## Objective A
Report each line of the listing below that contains the word "covered".
○ ○ ○ ○
Panel IX-05, 2020 Annual Meeting

On Wednesday, October 14 at 11:00 am

Panel Description
This panel aims to showcase some of the the ways that digital scholarship is transforming our understanding of the social and cultural history of the Middle East (from the pre-modern to contemporary period) by changing both the sources we use and the ways that we use those sources. The panelists will present four different research projects, each of which benefits from the combination of mass digitization efforts in the Middle East--some of which date back twenty years--and increasing collaborations between historians and computer scientists. These projects demonstrate not only how the scale of the data has increased, but also how the methods used by historians have diversified and artificial intelligence approaches such as machine learning are opening new ways to do our research. Debates in digital humanities that begin with the value of digital methods often return to the nature of knowledge itself. Do digital methods, in fact, tell us what we intuitively already know? If so, how can we be so sure that we actually know it? Or, if in fact we don’t know it, do digital methods only point us in the direction of what could really be discovered through more traditional humanistic modes of analysis? The presenters explore a range of views through their case studies to clarify the difference in digital humanities. Digital methods allow us to say different things with different sources, and they are both revelatory and limited in ways that we will discuss.
○ ○ ○ ○
## Objective B
According to the panel description above, how many research projects will the panelists present?
○ ○ ○ ○
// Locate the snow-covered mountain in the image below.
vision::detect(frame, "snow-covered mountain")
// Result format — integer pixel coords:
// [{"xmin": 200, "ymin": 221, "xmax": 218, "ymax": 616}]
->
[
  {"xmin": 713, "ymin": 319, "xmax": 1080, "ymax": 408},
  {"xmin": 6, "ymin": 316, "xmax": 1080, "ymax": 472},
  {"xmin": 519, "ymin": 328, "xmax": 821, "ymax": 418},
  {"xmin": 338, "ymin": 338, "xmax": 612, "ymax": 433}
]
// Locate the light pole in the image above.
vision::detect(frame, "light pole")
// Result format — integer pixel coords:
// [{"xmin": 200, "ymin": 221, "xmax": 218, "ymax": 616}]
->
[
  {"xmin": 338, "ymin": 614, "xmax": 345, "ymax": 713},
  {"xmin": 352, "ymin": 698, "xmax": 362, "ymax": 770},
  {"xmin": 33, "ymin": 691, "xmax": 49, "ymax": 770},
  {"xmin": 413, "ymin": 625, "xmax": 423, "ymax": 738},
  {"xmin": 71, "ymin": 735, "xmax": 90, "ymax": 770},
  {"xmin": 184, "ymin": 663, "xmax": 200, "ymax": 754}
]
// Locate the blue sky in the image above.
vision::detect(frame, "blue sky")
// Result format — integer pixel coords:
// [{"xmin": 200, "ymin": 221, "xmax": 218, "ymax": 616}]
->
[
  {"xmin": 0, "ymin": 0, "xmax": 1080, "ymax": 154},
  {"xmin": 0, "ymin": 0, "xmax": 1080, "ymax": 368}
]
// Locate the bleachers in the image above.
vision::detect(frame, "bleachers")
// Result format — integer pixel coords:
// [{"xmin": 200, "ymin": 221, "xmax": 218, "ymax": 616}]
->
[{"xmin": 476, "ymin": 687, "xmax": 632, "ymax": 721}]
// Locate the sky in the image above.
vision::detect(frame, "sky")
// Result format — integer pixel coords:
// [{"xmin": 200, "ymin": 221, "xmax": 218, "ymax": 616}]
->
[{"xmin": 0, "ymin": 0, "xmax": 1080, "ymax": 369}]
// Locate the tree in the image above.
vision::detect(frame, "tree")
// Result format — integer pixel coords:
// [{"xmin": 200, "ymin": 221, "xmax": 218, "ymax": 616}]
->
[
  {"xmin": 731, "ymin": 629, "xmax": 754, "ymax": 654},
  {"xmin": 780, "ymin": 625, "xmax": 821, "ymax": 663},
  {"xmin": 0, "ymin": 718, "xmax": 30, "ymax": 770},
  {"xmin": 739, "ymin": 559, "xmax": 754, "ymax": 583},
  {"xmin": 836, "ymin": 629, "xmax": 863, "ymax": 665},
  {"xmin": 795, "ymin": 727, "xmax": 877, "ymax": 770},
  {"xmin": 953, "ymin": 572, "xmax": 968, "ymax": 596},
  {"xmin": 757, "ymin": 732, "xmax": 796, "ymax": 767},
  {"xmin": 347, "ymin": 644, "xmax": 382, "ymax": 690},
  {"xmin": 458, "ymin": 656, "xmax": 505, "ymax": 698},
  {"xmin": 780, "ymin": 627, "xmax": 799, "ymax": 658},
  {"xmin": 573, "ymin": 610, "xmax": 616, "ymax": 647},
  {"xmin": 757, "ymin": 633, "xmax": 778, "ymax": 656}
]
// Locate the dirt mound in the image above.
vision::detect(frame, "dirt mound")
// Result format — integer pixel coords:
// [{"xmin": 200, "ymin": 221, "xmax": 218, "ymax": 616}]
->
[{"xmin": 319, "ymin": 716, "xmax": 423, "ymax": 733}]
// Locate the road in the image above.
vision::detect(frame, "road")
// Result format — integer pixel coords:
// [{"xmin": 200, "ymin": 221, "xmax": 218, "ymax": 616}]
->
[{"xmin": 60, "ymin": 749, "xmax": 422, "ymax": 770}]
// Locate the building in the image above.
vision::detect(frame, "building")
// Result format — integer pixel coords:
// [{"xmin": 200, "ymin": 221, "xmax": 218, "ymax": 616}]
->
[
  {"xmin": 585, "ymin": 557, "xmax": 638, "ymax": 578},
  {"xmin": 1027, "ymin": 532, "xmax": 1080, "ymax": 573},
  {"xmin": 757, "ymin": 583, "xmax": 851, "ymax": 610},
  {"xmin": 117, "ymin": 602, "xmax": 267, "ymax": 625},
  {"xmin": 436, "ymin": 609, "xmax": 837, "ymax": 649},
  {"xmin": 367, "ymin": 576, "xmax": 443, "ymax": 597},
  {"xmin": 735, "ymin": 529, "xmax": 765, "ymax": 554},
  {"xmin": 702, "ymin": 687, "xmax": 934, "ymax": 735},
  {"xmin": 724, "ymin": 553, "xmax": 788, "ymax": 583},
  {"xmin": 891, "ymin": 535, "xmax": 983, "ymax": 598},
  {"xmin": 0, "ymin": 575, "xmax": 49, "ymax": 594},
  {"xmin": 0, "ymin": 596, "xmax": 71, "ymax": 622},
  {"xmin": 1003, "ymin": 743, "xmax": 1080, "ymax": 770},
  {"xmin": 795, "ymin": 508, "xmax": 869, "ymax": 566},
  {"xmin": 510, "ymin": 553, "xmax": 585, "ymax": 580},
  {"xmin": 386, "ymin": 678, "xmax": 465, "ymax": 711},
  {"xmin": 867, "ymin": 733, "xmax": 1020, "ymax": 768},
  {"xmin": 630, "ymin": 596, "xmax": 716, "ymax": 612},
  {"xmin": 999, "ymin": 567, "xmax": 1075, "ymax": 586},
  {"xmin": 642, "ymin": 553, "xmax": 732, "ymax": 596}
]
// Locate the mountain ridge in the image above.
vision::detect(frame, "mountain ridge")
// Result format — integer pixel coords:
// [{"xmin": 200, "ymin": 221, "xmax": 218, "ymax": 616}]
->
○ ○ ○ ○
## Problem solution A
// Locate the snow-covered mountain in the image below.
vision::detect(frame, "snow-covered mountain")

## Problem solution B
Four.